─── Passage shown
Yarra Valley Water implements Oracle Exadata

1

ellison-exadata

news Victorian utility Yarra Valley Water this week disclosed it had implemented several Oracle hardware products as it sought to boost the performance of its IT systems, including the vendor’s Exadata Database Machine and its Exalogic Elastic Cloud solution.

Yarra Valley Water is owned by the Victorian State Government and is the largest of Melbourne’s three water retail businesses. It provides water supply and sewerage services to over 1.7 million people and over 50,000 businesses in Melbourne’s northern and eastern suburbs, including some recycled water and trade waste customers.

In a statement issued by Oracle yesterday, the utility said it had conducted a review of its aging hardware systems and made a subsequent decision to in-source its IT systems from a managed service provider in order to better support its enterprise and mission critical applications. The implementation took place in May 2012.

“There is nothing else quite like Oracle’s Engineered Systems that I know of, for a start, we were amazed by the installation time. We placed the order at Christmas, had the boxes on the floor in January, and had them racked, cabled, installed and applications into development and testing within a month,” said Ramesh Subramaniam, Chief Architect, Yarra Valley Water, in Oracle’s statement.

“By May we had Oracle Customer Care and Billing live and in production and that also included an upgrade to that application. Within two weeks we had all the performance and stability issues fixed. Now IT can deliver a much higher quality of service to the business. We were finding we were spending more time trying to actually manage the technology stack than trying to actually solve business problems. Now we can get back to focussing on business activities and business functions rather than keeping the engine room, effectively, just running.”

The organisation’s chief information officer Leigh Berrell added: “Exalogic was attractive to us because it allowed us to focus more on the business applications than the technology and infrastructure, and reduced the need for us to be in the hardware game. We now only have two paired boxes to manage, rather than 12 disparate pieces of infrastructure requiring different skills sets – our boxes look lonely!”

“Because the systems are engineered to work together it is a very efficient way to implement IT – it takes most of the design work out – and we are definitely seeing the benefits of running Oracle software on Oracle hardware. We are very happy with the results, and will further develop our private cloud strategy around the Oracle platform.”
──────
─── Source material
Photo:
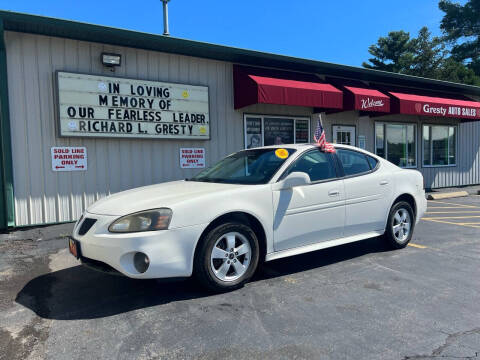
──────
■ **Task requirements**:
**a.** Retype everything in the Yarra Valley Water article from "Yarra Valley Water is" down to "in May 2012.".
**b.** In the Yarra Valley Water article, list the steps the chief architect says were completed within a month of the boxes arriving in January.
**c.** Say whether each statement agrees with the Yarra Valley Water article, answering yes or no and quoting the words that decide it: (i) Yarra Valley Water is the biggest of Melbourne's water retail businesses. (ii) The implementation took place in January 2012. (iii) The utility now has 12 boxes to manage.

■ **Replies**:
**a.**
Yarra Valley Water is owned by the Victorian State Government and is the largest of Melbourne’s three water retail businesses. It provides water supply and sewerage services to over 1.7 million people and over 50,000 businesses in Melbourne’s northern and eastern suburbs, including some recycled water and trade waste customers.

In a statement issued by Oracle yesterday, the utility said it had conducted a review of its aging hardware systems and made a subsequent decision to in-source its IT systems from a managed service provider in order to better support its enterprise and mission critical applications. The implementation took place in May 2012.

**b.**
- Racked
- Cabled
- Installed
- Applications put into development and testing

**c.**
(i) Yes: "is the largest of Melbourne’s three water retail businesses"
(ii) No: "The implementation took place in May 2012."
(iii) No: "We now only have two paired boxes to manage, rather than 12 disparate pieces of infrastructure"